### [DIRECTIONS FOR THIS TASK]
Among the records below, find each line that includes the string "piano" and copy it.

### [PROVIDED RECORDS]
--- START ---
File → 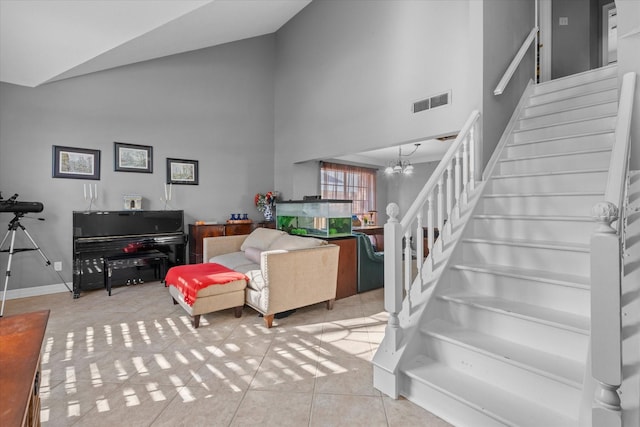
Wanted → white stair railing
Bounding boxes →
[494,25,538,96]
[590,71,636,427]
[383,110,480,352]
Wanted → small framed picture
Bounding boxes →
[52,145,101,180]
[114,142,153,173]
[123,195,142,210]
[167,158,199,185]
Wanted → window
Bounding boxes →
[320,162,376,216]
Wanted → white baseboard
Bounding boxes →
[3,283,71,300]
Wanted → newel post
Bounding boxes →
[590,201,622,427]
[384,202,403,352]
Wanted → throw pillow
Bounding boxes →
[268,234,327,251]
[240,228,286,251]
[243,246,262,264]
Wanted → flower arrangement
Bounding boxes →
[254,191,275,212]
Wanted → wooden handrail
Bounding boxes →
[494,26,538,96]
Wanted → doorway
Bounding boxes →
[601,2,617,66]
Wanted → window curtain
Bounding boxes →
[320,162,377,216]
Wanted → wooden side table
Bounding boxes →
[0,310,49,427]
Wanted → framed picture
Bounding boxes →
[114,142,153,173]
[52,145,101,180]
[167,158,199,185]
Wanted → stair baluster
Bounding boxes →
[381,110,480,353]
[469,126,476,192]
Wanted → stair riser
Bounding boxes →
[498,150,611,175]
[504,132,614,157]
[450,268,590,317]
[461,241,590,277]
[529,78,617,105]
[470,218,595,245]
[480,194,604,216]
[516,101,617,130]
[400,372,508,427]
[523,89,618,117]
[532,66,618,94]
[489,171,608,194]
[436,299,589,361]
[511,116,616,144]
[421,336,582,416]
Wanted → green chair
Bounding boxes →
[354,232,384,293]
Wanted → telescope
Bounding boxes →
[0,193,44,214]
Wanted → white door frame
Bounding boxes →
[539,0,552,82]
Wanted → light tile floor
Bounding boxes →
[4,283,453,427]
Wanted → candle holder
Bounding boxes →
[161,183,174,210]
[83,183,98,211]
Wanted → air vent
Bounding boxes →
[412,90,451,114]
[413,99,430,113]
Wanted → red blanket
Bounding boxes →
[166,263,248,307]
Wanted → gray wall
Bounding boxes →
[0,35,276,290]
[481,0,536,170]
[274,0,482,202]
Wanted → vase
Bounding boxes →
[263,204,273,221]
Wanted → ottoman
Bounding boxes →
[165,263,247,328]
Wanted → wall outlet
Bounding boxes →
[54,261,62,271]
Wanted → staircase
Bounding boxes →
[378,65,621,426]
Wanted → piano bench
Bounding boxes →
[103,250,169,296]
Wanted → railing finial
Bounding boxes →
[591,202,618,234]
[386,202,400,223]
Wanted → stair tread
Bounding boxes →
[508,128,614,146]
[483,191,604,198]
[438,293,590,334]
[499,147,611,162]
[422,318,585,386]
[474,213,592,222]
[463,237,590,252]
[534,65,616,90]
[512,112,616,134]
[530,75,617,99]
[493,167,608,179]
[519,99,617,121]
[527,86,618,111]
[451,263,590,288]
[404,355,577,427]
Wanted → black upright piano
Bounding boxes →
[72,210,186,298]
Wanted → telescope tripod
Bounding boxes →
[1,213,71,317]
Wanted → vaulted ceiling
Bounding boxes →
[0,0,311,88]
[0,0,447,165]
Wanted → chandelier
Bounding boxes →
[384,143,420,175]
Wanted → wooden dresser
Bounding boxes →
[0,310,49,427]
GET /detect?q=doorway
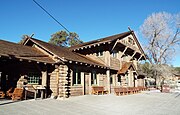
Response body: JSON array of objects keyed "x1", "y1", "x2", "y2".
[{"x1": 84, "y1": 73, "x2": 90, "y2": 95}]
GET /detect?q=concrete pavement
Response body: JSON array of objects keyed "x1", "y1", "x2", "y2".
[{"x1": 0, "y1": 91, "x2": 180, "y2": 115}]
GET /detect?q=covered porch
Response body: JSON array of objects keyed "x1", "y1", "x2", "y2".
[{"x1": 0, "y1": 55, "x2": 55, "y2": 99}]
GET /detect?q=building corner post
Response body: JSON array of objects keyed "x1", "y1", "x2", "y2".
[{"x1": 106, "y1": 69, "x2": 110, "y2": 94}]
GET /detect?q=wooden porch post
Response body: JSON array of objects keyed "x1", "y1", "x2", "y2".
--- END ---
### [ANSWER SECTION]
Wanted → piano bench
Wanted → black upright piano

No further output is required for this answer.